• [THINGS TO DO]
#1 Please answer these questions about the text semantic matching excerpt, one line each:
(a) In the feature-based matching method, what is done to the two sentences before their vectors are fused?
(b) What does the interactive matching method do with the two texts?
(c) What does the BiLSTM-PD model use to reduce overfitting?
#2 From the text semantic matching excerpt, pull out the passage starting with "Text semantic matching refers" and going on through "text semantic matching.", copying it word for word.
#3 Decide whether each statement below agrees with the text semantic matching excerpt. Answer yes or no, and quote the words from the excerpt that settle it.
(a) The feature-based matching approach has good computational efficiency.
(b) The BiLSTM-PD model was tested on three semantic matching datasets.
(c) The interactive matching method encodes the two sentences separately.

Keywords

1 Introduction

Text semantic matching refers to comparing the semantic similarity between two pieces of text to determine whether they have the same meaning or express similar meanings. In recent years, significant progress has been made in the application of pre-trained models for the semantic matching of text pre-trained models can learn linguistic representations by training on large-scale data to provide higher-quality semantic features for downstream tasks. Among them, feature-based matching [21] and interaction-based matching [18] are the two main applications of pre-trained models for text semantic matching.

The feature-based matching method refers to encoding two sentences separately to obtain their sentence vectors representations and then processing these sentence vectors by simple fusion to obtain the final matching result. The feature-based matching approach can effectively avoid the problem of information overload and has good computational efficiency at the same time. However, the independent encoding of two sentences in a sentence pair may lead to the neglect of the interaction information between sentences, which affects the matching accuracy. We usually use interactive matching methods to better use the interaction information between sentences. The interactive matching method refers to splicing two texts together as a single text for classification. This method can obtain richer semantic information and thus improve the matching accuracy. For example, in question-answer systems, the correlation between the question and the text can be better captured by stitching the question and the text together.

In this study, we propose the BiLSTM-PD model. The model combines word vectors and sentence vectors to improve the quality of feature vectors, uses parallel dropout to reduce overfitting, and uses interactive matching methods to obtain richer semantic information. Experiments on two semantic matching datasets show that the present model achieves excellent performance. The contribution of this paper includes three parts:

  1. 1.

• [INFORMATION SUPPLIED]
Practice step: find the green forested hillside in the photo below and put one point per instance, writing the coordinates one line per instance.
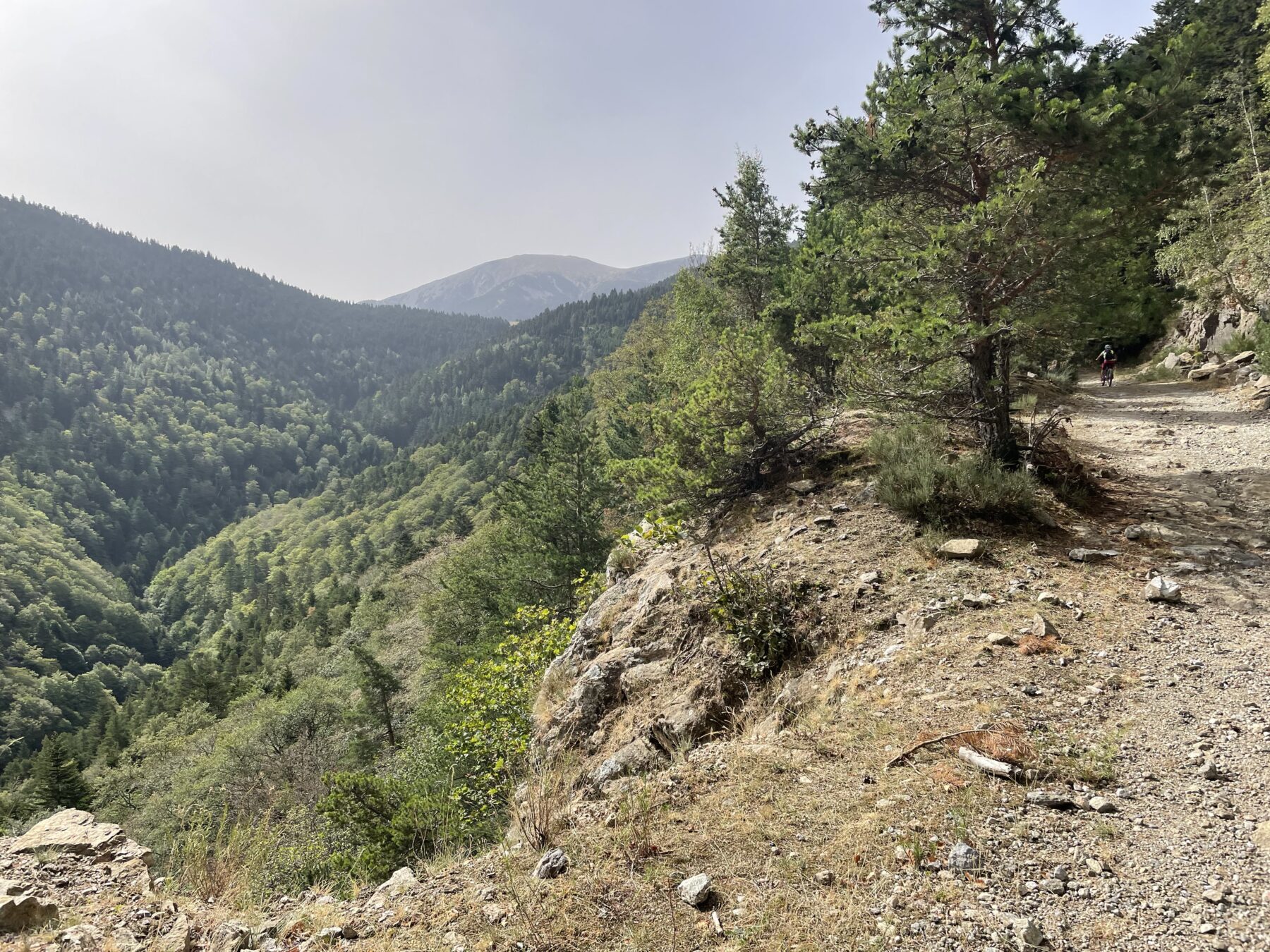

• [THE ANSWERS]
#1
(a) They are encoded separately to obtain their sentence vector representations.
(b) It splices them together as a single text for classification.
(c) Parallel dropout.

#2
Text semantic matching refers to comparing the semantic similarity between two pieces of text to determine whether they have the same meaning or express similar meanings. In recent years, significant progress has been made in the application of pre-trained models for the semantic matching of text pre-trained models can learn linguistic representations by training on large-scale data to provide higher-quality semantic features for downstream tasks. Among them, feature-based matching [21] and interaction-based matching [18] are the two main applications of pre-trained models for text semantic matching.

#3
(a) Yes: "has good computational efficiency at the same time"
(b) No: "Experiments on two semantic matching datasets"
(c) No: "splicing two texts together as a single text for classification"